§ **Passage to read**:
-=-=-

Weathering the Storm
- Rev. Don Van Antwerpen
- Jun 22
- 9 min read
This is the sermon delivered by Rev. Don Van Antwerpen to the congregations of Unfinished Community and Ashiya Christian Church on Sunday, June 22, 2025, drawing from 1 Kings 191-15a and Galatians 3:23-26

So last week we spent our time talking about love, and the boldness of love, and the power of love, and the absolute necessity of embracing love in the world. This week, I wanted to continue that theme in something almost but not quite entirely unlike a sermon series.
Shock and horror, I know. I have never deployed that old preacher’s standard of a sermon series before, and it’s fair to assume I probably won’t be doing it again anytime soon, but I have this rare occasion of back-to-back Sundays with nothing else going on, and a really good and relevant topic to dig into here, so here we are.
Love, part 2!
Honestly, it’s a good topic, because love is one of those things that feels complicated, even when it really shouldn’t be. And last week we talked about making that complexity simple again, about un-complicating love; removing from it the shame and social condemnation, and allowing ourselves to embrace love boldly and unreservedly.
But…like all things human, when we go big…we can also very, very easily go bad too.

-=-=-

§ **Extracted data**:
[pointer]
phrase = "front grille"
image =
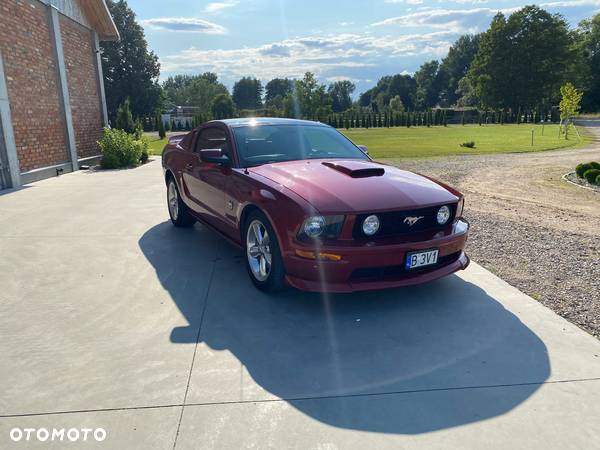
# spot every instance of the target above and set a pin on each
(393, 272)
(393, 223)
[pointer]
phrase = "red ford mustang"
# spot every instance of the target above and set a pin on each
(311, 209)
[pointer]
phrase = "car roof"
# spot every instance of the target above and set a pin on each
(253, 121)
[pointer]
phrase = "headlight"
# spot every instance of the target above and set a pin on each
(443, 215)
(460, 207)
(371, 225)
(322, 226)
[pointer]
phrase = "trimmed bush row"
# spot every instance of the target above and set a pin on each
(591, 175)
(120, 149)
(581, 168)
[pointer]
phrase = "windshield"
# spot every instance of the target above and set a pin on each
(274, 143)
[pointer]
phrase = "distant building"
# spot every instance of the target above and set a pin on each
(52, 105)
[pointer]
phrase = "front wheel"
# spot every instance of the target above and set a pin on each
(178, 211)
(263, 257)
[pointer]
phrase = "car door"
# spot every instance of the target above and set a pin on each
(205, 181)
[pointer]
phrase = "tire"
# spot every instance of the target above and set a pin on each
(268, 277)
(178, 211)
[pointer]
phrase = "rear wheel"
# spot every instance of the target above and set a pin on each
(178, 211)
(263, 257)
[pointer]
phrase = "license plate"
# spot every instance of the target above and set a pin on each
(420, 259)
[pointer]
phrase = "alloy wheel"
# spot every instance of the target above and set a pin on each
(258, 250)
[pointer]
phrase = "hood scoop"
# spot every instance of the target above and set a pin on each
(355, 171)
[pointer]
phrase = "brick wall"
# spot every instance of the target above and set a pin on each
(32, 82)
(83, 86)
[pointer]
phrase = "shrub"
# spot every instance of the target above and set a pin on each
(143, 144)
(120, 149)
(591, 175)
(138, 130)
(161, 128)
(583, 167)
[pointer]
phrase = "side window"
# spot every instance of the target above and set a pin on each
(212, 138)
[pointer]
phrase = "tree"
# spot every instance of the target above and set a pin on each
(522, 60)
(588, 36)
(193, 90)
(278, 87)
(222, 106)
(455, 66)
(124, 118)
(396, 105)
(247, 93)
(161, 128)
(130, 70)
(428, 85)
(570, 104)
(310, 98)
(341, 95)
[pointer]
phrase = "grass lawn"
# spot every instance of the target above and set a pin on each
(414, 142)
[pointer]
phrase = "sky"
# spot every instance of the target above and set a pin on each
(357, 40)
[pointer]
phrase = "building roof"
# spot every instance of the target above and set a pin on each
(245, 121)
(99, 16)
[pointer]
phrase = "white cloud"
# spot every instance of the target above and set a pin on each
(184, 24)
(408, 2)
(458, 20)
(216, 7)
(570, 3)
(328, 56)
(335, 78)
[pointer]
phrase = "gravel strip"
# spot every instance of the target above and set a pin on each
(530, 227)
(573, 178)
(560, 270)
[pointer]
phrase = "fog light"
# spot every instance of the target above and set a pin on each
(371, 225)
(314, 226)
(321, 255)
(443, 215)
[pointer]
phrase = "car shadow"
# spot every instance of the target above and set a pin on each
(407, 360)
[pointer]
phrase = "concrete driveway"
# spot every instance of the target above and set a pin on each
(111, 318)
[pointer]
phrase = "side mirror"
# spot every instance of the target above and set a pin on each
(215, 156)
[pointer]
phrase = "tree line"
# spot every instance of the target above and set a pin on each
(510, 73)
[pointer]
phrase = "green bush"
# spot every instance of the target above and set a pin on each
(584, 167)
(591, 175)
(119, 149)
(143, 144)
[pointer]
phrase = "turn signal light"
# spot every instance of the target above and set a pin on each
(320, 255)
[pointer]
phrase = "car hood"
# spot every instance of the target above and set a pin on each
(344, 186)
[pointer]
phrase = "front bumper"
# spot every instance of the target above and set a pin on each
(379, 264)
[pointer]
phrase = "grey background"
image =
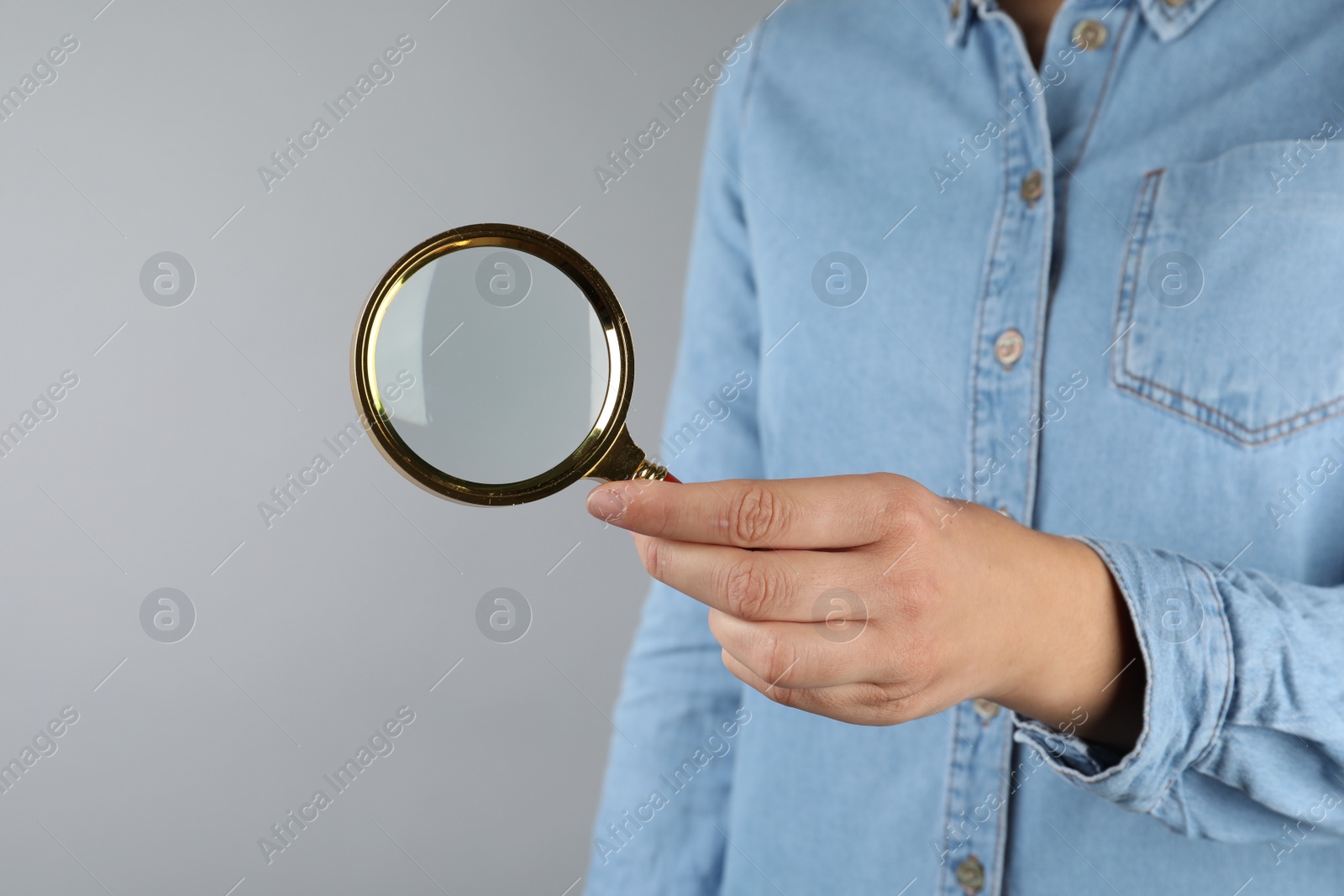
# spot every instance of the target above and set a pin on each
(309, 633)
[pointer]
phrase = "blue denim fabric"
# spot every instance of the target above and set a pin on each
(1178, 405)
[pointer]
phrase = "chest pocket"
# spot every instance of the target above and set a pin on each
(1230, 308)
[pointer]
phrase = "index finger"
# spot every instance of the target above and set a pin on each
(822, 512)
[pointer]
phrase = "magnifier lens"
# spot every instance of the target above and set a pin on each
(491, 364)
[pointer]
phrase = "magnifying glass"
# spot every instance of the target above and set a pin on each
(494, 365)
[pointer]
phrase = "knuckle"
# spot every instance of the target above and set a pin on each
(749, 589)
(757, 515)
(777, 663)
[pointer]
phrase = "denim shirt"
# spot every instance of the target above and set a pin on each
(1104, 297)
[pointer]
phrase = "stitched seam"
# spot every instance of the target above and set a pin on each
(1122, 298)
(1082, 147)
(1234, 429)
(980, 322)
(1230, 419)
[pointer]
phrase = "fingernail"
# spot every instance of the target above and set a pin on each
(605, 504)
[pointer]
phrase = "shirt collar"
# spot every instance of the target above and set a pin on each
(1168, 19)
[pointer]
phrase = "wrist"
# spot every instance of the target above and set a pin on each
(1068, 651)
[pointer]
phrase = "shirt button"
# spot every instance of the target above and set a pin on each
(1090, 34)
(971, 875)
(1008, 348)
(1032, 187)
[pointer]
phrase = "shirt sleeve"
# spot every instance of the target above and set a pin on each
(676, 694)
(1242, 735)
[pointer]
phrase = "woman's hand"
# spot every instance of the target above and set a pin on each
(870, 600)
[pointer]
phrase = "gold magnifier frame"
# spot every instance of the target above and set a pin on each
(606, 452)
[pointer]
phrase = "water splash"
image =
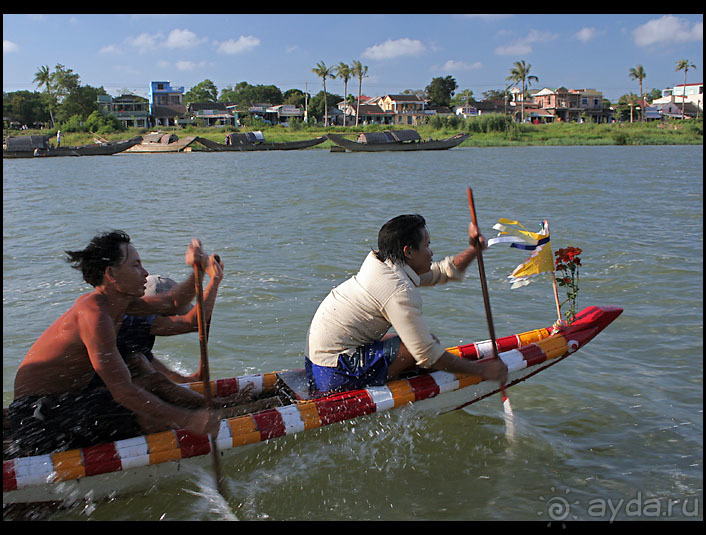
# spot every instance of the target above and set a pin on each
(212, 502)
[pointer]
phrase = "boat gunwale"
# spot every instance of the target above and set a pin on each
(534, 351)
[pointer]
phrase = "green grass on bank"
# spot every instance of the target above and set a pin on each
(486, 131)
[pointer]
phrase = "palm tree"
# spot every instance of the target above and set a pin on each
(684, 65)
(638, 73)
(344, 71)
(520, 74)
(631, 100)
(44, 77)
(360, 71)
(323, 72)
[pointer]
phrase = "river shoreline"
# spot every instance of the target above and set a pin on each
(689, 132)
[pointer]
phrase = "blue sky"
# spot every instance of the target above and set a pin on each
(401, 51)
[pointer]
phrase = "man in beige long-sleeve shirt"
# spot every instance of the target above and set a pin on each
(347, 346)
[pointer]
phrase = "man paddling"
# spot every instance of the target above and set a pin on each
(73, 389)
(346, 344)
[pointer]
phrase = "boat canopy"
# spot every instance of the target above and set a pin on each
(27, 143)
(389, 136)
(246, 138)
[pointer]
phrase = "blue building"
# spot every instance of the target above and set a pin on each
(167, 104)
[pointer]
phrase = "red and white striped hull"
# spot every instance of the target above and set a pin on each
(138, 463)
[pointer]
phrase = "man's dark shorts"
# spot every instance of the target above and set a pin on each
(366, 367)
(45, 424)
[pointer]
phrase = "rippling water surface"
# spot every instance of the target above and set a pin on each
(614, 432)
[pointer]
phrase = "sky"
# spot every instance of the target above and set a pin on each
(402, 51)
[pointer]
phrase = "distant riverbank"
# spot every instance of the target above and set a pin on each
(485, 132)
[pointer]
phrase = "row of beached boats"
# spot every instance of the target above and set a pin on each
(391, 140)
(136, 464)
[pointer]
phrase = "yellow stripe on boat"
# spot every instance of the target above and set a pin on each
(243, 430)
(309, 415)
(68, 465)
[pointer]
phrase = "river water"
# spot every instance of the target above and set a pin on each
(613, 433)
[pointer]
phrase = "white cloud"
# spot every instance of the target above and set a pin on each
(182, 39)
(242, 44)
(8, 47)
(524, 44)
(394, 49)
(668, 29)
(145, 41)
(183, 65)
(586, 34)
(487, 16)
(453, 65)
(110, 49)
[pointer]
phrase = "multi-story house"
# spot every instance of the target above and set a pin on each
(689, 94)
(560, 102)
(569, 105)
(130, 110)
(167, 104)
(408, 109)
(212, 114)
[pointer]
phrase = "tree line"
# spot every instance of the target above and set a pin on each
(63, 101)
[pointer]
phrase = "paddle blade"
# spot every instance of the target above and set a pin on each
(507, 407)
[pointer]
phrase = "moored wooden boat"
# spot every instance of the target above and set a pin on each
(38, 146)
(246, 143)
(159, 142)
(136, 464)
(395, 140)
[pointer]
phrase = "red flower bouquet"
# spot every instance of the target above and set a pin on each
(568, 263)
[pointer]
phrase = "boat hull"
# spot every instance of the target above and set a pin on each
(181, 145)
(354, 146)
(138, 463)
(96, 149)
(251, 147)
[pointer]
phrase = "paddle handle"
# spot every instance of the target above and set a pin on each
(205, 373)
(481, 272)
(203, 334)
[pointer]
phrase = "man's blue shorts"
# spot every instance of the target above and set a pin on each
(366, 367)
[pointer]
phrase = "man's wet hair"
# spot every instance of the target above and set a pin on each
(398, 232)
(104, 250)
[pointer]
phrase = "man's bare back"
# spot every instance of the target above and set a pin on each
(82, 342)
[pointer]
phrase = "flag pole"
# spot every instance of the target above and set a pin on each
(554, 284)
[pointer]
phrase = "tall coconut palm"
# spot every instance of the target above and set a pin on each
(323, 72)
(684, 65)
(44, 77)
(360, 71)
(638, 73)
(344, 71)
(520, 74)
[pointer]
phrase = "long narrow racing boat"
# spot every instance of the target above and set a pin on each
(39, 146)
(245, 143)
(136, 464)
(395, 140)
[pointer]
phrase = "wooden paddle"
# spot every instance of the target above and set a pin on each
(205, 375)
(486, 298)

-=-=-

§ **Your task**: In the sermon, which two congregations was it delivered to?

§ **Result**: Unfinished Community and Ashiya Christian Church.